• _What you have to do_: Your task is to repeat the records exactly from the line containing "If you would be willing to tag the hen's wing" onward, through the final line.

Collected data
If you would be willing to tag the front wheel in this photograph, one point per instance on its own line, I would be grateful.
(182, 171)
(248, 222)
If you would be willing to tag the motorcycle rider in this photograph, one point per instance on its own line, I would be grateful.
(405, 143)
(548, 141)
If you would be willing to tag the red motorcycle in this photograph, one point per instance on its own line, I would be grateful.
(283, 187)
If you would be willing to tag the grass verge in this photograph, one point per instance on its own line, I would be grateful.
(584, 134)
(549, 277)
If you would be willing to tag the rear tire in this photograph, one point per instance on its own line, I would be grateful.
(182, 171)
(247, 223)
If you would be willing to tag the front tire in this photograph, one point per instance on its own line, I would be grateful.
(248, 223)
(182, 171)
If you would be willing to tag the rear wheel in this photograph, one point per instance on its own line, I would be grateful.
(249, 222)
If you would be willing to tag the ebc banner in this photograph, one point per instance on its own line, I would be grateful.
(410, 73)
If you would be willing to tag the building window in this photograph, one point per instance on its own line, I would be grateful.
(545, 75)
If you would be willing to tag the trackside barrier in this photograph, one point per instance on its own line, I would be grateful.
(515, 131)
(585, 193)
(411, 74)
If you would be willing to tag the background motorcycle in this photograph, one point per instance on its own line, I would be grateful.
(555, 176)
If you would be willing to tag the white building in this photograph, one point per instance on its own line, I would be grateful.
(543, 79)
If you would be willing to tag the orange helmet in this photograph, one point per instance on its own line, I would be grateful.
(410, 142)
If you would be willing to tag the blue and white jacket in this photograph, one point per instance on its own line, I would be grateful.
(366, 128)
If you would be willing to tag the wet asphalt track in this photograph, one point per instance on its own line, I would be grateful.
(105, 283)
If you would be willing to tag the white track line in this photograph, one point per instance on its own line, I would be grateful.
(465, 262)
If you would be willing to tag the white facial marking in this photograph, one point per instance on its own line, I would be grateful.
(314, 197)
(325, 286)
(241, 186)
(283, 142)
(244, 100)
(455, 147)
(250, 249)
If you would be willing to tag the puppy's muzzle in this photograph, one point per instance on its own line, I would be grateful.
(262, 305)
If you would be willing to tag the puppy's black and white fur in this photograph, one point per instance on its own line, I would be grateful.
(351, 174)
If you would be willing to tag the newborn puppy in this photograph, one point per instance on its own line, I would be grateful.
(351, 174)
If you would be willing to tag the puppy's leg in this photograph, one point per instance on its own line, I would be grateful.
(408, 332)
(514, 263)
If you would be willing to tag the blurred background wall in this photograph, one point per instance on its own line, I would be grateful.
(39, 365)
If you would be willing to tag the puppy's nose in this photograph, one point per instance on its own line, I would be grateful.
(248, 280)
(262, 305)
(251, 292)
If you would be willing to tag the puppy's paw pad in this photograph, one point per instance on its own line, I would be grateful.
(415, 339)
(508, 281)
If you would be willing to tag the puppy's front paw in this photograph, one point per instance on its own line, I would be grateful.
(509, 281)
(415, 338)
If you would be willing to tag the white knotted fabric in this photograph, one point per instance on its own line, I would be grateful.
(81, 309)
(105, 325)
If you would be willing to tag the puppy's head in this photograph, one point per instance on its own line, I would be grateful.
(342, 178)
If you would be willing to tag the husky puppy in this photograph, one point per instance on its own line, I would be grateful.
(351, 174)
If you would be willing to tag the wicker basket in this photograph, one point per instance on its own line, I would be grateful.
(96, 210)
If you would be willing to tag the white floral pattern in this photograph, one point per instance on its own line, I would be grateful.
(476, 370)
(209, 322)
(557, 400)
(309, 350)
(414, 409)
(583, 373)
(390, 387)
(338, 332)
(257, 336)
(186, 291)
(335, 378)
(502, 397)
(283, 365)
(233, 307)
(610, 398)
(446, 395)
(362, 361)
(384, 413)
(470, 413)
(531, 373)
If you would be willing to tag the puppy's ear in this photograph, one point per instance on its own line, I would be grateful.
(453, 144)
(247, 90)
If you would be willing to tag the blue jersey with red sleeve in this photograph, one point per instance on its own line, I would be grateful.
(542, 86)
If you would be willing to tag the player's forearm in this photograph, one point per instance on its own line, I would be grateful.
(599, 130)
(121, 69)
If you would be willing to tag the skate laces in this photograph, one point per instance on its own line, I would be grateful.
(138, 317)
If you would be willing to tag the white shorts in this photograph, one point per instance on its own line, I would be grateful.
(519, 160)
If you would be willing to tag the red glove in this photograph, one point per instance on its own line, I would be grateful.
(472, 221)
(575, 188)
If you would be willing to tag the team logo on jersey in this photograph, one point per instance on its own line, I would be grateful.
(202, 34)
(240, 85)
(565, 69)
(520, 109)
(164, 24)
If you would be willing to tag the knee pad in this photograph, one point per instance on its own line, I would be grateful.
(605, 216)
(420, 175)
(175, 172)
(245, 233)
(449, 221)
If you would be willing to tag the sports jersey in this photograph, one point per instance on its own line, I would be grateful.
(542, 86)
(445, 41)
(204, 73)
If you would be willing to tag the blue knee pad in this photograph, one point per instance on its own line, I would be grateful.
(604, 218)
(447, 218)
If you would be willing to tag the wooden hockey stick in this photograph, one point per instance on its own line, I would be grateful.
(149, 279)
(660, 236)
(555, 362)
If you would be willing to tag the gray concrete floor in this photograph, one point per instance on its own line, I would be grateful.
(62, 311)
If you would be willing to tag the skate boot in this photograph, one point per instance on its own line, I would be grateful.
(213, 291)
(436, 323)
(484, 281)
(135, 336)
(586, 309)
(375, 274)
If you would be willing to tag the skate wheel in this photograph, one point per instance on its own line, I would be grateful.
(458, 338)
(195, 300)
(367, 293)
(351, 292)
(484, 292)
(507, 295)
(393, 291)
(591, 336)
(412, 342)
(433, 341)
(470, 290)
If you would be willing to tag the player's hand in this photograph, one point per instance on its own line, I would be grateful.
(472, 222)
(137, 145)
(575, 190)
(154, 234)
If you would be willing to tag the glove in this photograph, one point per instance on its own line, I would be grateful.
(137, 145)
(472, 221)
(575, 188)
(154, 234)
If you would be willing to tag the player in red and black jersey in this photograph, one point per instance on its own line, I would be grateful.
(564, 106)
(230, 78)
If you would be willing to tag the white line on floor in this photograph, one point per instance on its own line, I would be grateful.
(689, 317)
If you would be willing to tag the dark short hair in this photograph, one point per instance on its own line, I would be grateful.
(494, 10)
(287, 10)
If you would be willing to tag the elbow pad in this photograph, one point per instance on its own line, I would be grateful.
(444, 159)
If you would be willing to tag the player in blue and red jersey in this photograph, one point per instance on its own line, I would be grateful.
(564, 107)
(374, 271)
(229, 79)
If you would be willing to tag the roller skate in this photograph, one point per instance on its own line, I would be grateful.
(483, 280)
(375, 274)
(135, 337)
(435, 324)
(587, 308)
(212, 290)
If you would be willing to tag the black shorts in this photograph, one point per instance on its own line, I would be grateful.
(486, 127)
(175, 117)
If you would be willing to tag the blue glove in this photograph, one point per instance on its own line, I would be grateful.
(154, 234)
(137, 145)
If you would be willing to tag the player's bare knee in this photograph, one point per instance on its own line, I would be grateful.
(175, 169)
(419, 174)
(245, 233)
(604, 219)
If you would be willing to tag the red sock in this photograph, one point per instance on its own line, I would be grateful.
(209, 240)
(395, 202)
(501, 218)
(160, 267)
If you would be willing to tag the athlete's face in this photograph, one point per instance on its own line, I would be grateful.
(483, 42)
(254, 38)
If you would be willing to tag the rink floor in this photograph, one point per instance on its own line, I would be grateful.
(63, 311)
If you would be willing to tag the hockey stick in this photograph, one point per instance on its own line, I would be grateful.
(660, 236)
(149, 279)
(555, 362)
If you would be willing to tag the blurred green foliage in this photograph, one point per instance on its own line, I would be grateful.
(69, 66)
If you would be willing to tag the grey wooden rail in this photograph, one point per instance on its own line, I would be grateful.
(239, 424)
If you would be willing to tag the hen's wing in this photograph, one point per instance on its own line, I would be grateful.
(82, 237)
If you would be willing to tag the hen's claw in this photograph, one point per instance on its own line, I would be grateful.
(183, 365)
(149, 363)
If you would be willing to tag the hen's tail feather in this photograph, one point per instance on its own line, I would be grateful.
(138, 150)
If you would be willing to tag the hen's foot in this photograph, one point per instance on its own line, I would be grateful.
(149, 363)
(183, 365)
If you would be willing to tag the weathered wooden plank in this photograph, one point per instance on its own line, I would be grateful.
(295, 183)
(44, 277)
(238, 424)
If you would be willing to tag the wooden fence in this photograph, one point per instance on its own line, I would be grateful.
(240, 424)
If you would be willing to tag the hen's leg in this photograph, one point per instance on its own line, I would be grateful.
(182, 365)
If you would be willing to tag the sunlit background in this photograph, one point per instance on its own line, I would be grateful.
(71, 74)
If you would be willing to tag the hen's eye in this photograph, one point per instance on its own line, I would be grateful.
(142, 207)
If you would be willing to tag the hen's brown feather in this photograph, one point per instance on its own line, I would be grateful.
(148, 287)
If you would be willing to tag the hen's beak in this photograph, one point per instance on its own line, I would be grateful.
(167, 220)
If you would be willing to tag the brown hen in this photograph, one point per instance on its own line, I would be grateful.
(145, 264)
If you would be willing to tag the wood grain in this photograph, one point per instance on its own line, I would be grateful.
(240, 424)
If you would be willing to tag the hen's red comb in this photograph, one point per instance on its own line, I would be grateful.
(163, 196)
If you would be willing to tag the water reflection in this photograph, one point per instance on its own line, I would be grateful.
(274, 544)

• _Reply to the task_:
If you would be willing to tag the hen's wing in this photograph, one point per instance on its own line, I would be grateful.
(82, 237)
If you would be willing to tag the hen's claw in this photograph, one point per instance on its own line, I would be grateful.
(183, 365)
(149, 363)
If you would be willing to tag the hen's tail feather in this photograph, one point per instance on its own line, I would be grateful.
(138, 150)
If you would be willing to tag the hen's foot in this photograph, one point per instance on its own line, I would be grateful.
(149, 363)
(183, 365)
If you would be willing to tag the weathered wooden plank in this photograph, one point per instance on its own line, I would be grateful.
(295, 183)
(44, 277)
(238, 424)
If you would be willing to tag the wooden fence in this photograph, one point per instance on its own line, I would be grateful.
(240, 424)
If you would be willing to tag the hen's leg in this photograph, one point per instance on its own line, I would be grateful.
(182, 365)
If you would be willing to tag the sunlit background in this photograph, one point per instance on its own line, I would be grateful.
(71, 74)
If you would be willing to tag the hen's eye in this photograph, one point per instance on its own line, I would be grateful.
(142, 207)
If you would be willing to tag the hen's brown feather in this photograph, one point per instance on its own line, I would be grateful.
(148, 287)
If you would be willing to tag the hen's beak in this photograph, one point per instance on its own line, I would be grateful.
(167, 220)
If you would be willing to tag the brown hen in this photograph, one point per instance on its own line, I would be grateful.
(145, 264)
If you would be willing to tag the wood grain in this photograph, one point per instance on its own line, I would be grateful.
(240, 424)
If you would be willing to tag the hen's red comb in this photograph, one point per instance on its own line, I would be grateful.
(163, 196)
If you would be willing to tag the water reflection in this photograph, one point per instance on its own line, I would be grateful.
(274, 544)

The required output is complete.